Brief:
The data beneath this task is to be duplicated exactly, in its entirety.

Excerpted records:
———

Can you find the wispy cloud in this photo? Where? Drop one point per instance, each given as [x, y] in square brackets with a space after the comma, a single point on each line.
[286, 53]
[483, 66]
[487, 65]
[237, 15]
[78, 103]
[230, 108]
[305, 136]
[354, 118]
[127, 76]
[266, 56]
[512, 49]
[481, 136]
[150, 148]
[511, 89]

———

Result below:
Can you find the wispy cloud in this photo? Where? Drop one point per instance, each given as [x, y] in square brackets with a space after the comma, a single point on each line.
[286, 53]
[483, 66]
[487, 65]
[237, 15]
[78, 103]
[230, 108]
[305, 136]
[354, 118]
[127, 76]
[266, 56]
[512, 49]
[481, 136]
[150, 148]
[511, 89]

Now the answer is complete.